# [To do]
Write out every entry precisely as given, leaving the pictures out.
* START *
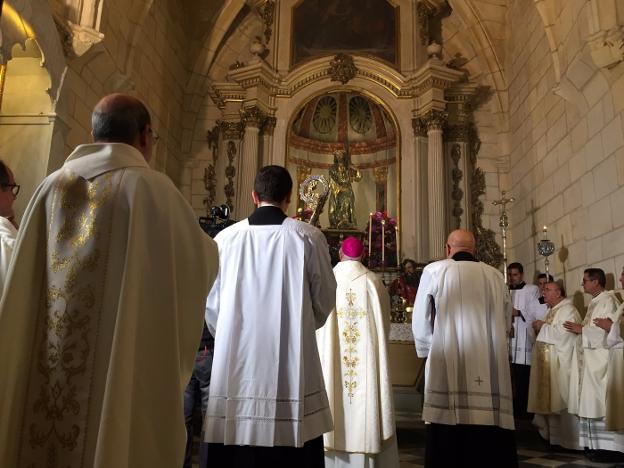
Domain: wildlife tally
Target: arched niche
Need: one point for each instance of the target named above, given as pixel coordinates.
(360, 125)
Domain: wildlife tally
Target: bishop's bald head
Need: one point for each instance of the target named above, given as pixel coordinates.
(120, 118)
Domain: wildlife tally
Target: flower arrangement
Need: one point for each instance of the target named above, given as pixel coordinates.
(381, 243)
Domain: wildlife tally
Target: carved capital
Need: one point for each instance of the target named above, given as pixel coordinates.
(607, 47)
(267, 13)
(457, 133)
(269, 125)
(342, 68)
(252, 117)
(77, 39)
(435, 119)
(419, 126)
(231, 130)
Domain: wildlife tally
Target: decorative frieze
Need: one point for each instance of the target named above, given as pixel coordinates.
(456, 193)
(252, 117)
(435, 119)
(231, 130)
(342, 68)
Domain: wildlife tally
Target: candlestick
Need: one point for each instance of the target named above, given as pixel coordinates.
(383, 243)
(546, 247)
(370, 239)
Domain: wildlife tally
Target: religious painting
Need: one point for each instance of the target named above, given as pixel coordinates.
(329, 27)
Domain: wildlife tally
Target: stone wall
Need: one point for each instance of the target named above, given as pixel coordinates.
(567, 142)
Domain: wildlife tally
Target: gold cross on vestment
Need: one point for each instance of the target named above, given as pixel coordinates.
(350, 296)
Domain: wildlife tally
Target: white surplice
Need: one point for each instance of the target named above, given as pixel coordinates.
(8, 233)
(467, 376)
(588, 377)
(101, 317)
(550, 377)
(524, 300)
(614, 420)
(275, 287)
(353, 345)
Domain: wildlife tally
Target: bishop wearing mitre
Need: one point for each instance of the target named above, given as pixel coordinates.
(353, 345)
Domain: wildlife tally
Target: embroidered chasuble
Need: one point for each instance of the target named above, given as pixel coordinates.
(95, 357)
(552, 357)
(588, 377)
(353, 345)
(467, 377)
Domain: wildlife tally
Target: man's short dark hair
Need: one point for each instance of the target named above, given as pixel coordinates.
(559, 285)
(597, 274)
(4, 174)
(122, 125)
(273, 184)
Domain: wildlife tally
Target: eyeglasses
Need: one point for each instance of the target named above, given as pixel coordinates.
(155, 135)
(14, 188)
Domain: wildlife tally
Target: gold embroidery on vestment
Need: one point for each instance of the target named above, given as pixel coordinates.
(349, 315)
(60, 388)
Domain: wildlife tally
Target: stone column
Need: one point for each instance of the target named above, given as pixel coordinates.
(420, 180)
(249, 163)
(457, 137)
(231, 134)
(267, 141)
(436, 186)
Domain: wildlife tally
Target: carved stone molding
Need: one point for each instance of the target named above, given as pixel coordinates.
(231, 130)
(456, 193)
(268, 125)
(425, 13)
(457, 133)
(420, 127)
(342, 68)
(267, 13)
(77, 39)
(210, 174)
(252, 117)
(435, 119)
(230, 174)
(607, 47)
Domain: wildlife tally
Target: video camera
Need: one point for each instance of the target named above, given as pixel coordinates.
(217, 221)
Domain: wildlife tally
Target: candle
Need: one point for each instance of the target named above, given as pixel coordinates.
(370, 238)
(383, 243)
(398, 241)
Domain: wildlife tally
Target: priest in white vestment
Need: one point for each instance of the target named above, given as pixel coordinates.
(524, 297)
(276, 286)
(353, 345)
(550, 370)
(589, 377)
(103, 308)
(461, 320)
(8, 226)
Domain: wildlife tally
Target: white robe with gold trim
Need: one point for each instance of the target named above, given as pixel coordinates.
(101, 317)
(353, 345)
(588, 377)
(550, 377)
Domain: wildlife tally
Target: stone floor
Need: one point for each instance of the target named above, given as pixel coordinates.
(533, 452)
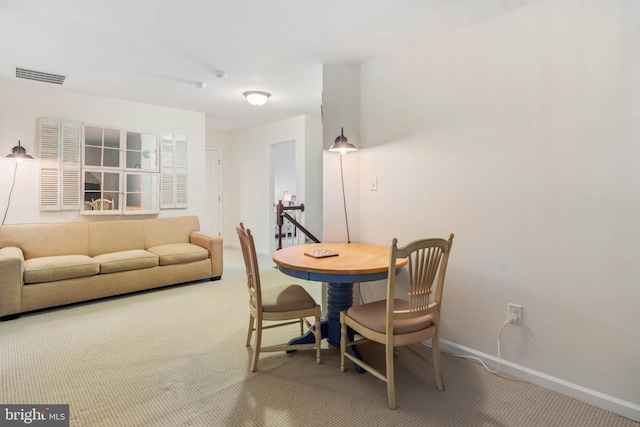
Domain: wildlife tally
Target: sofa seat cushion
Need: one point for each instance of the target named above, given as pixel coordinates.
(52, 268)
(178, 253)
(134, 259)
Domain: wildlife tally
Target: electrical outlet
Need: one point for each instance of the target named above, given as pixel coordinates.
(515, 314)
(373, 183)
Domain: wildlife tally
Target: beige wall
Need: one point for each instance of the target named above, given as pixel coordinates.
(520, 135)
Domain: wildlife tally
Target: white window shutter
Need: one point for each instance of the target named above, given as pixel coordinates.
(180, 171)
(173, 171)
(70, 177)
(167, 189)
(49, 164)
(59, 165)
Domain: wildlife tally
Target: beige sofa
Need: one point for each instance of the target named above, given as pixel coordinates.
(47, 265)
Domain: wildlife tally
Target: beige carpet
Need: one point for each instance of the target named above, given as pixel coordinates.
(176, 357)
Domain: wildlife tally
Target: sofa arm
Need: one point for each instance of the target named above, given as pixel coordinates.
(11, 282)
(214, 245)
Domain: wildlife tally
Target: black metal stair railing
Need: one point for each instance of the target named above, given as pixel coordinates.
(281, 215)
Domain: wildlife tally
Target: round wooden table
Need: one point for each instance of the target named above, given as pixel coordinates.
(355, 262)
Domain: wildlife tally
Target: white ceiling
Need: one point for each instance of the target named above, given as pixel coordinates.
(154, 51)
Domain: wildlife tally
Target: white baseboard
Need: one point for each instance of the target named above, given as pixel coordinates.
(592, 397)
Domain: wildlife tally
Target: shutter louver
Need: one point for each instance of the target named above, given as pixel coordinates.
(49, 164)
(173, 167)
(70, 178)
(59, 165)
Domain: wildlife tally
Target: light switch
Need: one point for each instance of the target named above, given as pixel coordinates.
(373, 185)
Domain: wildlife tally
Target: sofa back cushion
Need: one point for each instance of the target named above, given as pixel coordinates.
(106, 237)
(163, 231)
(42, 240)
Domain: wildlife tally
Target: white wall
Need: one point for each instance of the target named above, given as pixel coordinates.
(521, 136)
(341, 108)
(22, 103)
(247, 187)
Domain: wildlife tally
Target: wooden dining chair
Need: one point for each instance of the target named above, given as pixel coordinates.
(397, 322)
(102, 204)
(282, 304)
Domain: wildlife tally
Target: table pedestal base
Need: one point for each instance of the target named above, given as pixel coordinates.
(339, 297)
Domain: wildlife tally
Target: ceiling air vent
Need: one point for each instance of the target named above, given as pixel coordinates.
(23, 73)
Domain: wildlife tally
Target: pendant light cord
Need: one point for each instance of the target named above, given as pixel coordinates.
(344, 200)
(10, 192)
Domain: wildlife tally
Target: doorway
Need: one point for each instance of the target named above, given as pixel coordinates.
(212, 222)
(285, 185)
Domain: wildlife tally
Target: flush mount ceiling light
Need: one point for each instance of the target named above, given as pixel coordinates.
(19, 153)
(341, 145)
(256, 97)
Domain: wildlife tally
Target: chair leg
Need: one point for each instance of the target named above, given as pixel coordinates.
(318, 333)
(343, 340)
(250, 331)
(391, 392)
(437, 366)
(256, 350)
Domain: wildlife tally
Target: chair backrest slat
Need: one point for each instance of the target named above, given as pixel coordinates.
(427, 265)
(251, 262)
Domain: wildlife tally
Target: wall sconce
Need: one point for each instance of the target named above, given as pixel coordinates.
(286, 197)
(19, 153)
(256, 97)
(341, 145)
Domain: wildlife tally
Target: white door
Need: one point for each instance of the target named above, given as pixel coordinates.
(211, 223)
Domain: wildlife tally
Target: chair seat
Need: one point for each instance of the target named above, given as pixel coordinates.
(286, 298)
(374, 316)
* END *
# [Problem solution]
Domain: wildlife tally
Target: arched niche
Need: one point for each instance of the target named above, given as pixel coordinates.
(360, 125)
Domain: wildlife tally
Target: bishop's bald head
Need: one point for each instance of the target named above, given as pixel coordinates.
(120, 118)
Domain: wildlife tally
Target: flower arrangement
Need: one point for each instance of the target named above, given as pixel coordinates.
(381, 243)
Domain: wildlife tally
Target: carved capital
Need: one point for each instance of the target named above, given as pixel coordinates.
(607, 47)
(267, 13)
(457, 133)
(269, 125)
(342, 68)
(252, 117)
(77, 39)
(435, 119)
(419, 126)
(231, 130)
Domain: wildlife tally
Target: decorative frieze
Need: one point for each instance of the target named above, given as pixel coordinates.
(456, 193)
(252, 117)
(435, 119)
(231, 130)
(342, 68)
Domain: wildlife tally
Target: candlestick
Need: one point for each instance of the target named above, given as pixel coordinates.
(383, 243)
(546, 247)
(370, 239)
Domain: wildlife tally
Target: religious painting
Need: one point for each instance of the target named above, given as pixel coordinates.
(329, 27)
Domain: wildlife tally
Target: stone wall
Need: one point for each instance of the target named above, given as pixel coordinates.
(567, 142)
Domain: wildlife tally
Target: gold cross on vestment
Need: one point for each instance of the target named above, given as pixel coordinates.
(350, 296)
Domain: wildlife tally
Target: white surplice
Need: one point for each instance of the target named above, given as pixel coordinates.
(8, 233)
(467, 376)
(588, 377)
(101, 317)
(550, 377)
(524, 300)
(614, 420)
(275, 287)
(353, 345)
Domain: wildlife tally
Target: bishop wearing mitre
Need: one point for each instance of the target named above, given as pixel coordinates.
(353, 345)
Domain: wildlife tally
Target: embroidered chasuble
Need: one point for each instance of the target named above, given as pixel coordinates.
(95, 357)
(552, 357)
(588, 377)
(353, 345)
(467, 377)
Domain: wildlife tally
Target: man's short dark hair
Need: one point for each instance of the target named above, given as pixel coordinates.
(559, 285)
(597, 274)
(4, 174)
(122, 125)
(273, 184)
Domain: wildlife tally
Target: eyeglasses
Need: one point for each instance of the target named above, given as pixel coordinates.
(155, 135)
(14, 188)
Domain: wildlife tally
Target: gold embroidery on vestment
Need: one point for each instance of the target named above, given as pixel coordinates.
(349, 315)
(60, 388)
Domain: wildlife tally
Target: stone column
Need: one point for each instance of the target named above, given as pixel coordinates.
(420, 180)
(249, 163)
(457, 137)
(231, 134)
(267, 141)
(436, 186)
Domain: wildlife tally
Target: carved stone molding
Need: one point for each instance of the target named above, given as pixel coordinates.
(231, 130)
(456, 193)
(268, 125)
(425, 13)
(457, 133)
(420, 127)
(342, 68)
(267, 13)
(77, 39)
(210, 174)
(252, 117)
(435, 119)
(230, 174)
(607, 47)
Domain: wildlife tally
Target: video camera
Need: one point for each instance of the target named above, given as pixel coordinates.
(217, 221)
Domain: wildlife tally
Target: candle
Need: one point for each instance of the target named above, given as pixel coordinates.
(370, 238)
(383, 243)
(398, 241)
Domain: wildlife tally
Target: priest in white vestment
Need: one point for each instance of the target named above, given as pixel coordinates.
(524, 297)
(276, 286)
(353, 345)
(550, 370)
(589, 377)
(103, 308)
(461, 320)
(8, 226)
Domain: wildlife tally
Target: white robe with gold trim
Need: one point for each instance of the target named above, given as pixel coordinates.
(101, 317)
(353, 345)
(588, 377)
(550, 377)
Domain: wildlife tally
Target: stone floor
Need: one point for each instance of the target named above, given as pixel coordinates.
(533, 452)
Domain: wildlife tally
Target: sofa seat cushion
Need: one point for each instance of the target named above, given as pixel coordinates.
(52, 268)
(178, 253)
(134, 259)
Domain: wildlife tally
Target: electrical outlet
Need: one point for each instance of the target named above, given as pixel coordinates.
(515, 314)
(373, 183)
Domain: wildlife tally
Target: beige wall
Need: one point for each instance of the target named above, given as pixel coordinates.
(520, 135)
Domain: wildlife tally
Target: white window shutter
Need: one point for each instance of the target named above, given as pixel coordinates.
(180, 171)
(173, 171)
(70, 177)
(167, 189)
(49, 164)
(59, 165)
Domain: wildlife tally
Target: beige sofa
Need: one point for each instance of the target named above, given as pixel coordinates.
(47, 265)
Domain: wildlife tally
Target: beige carpet
Need: one point for each instance of the target named above, given as pixel coordinates.
(176, 357)
Domain: wildlife tally
Target: sofa arm
Need: one point for each instance of the target named above, given as pixel coordinates.
(11, 282)
(214, 245)
Domain: wildlife tally
Target: black metal stair railing
Need: one point for each instance of the target named above, given as pixel coordinates.
(281, 215)
Domain: wildlife tally
Target: round wooden table
Need: one point for each instance of the target named above, given as pixel coordinates.
(355, 262)
Domain: wildlife tally
Target: white ceiling
Need: one point for each instance of the target named above, given as pixel coordinates.
(154, 51)
Domain: wildlife tally
Target: white baseboard
Need: one point for each instance of the target named above, given as pixel coordinates.
(592, 397)
Domain: wildlife tally
Target: shutter louver
Need: one point for each instance of the target named above, given as pixel coordinates.
(49, 164)
(173, 167)
(70, 178)
(59, 165)
Domain: wildlife tally
Target: light switch
Need: one point for each instance of the target named above, given as pixel coordinates.
(373, 185)
Domain: wildlife tally
Target: sofa back cushion
Need: one point for each instance of the target named above, given as pixel coordinates.
(106, 237)
(163, 231)
(42, 240)
Domain: wildlife tally
Target: white wall
Need: one point for each instance of the target named above, given as pixel coordinates.
(521, 136)
(341, 108)
(22, 103)
(247, 187)
Domain: wildlife tally
Target: wooden dining chair
Need: one point for each instance of the target named above, given as pixel coordinates.
(397, 322)
(102, 204)
(282, 304)
Domain: wildlife tally
Target: table pedestal base
Need: one point for each instance of the target named above, given as pixel coordinates.
(339, 297)
Domain: wildlife tally
Target: ceiling air vent
Need: one point for each instance of the target named above, given as pixel coordinates.
(23, 73)
Domain: wildlife tally
Target: pendant light cord
Need: one point for each instance of the target named above, given as pixel coordinates.
(344, 200)
(10, 192)
Domain: wildlife tally
Target: doorway
Need: one point for each instance of the target named above, given as pixel coordinates.
(212, 222)
(285, 185)
Domain: wildlife tally
Target: flush mount ceiling light
Need: one point for each instance of the target named above, given as pixel coordinates.
(19, 153)
(341, 145)
(256, 97)
Domain: wildlife tally
Target: chair leg
Need: one point for each instance of the target named above, given as pixel coordinates.
(318, 333)
(343, 340)
(250, 331)
(391, 392)
(437, 366)
(256, 350)
Domain: wildlife tally
Target: chair backrest slat
Need: one point for each instance of the target named above, given as pixel coordinates.
(427, 265)
(251, 262)
Domain: wildlife tally
Target: wall sconce
Need: one point for each instance of the target named above, given as pixel coordinates.
(286, 197)
(19, 153)
(256, 97)
(341, 145)
Domain: wildlife tally
Target: white door
Need: one point for each instance of the target named above, given as pixel coordinates.
(211, 223)
Domain: wildlife tally
Target: chair seat
Need: one point for each instance of the target named above, given as pixel coordinates.
(286, 298)
(374, 316)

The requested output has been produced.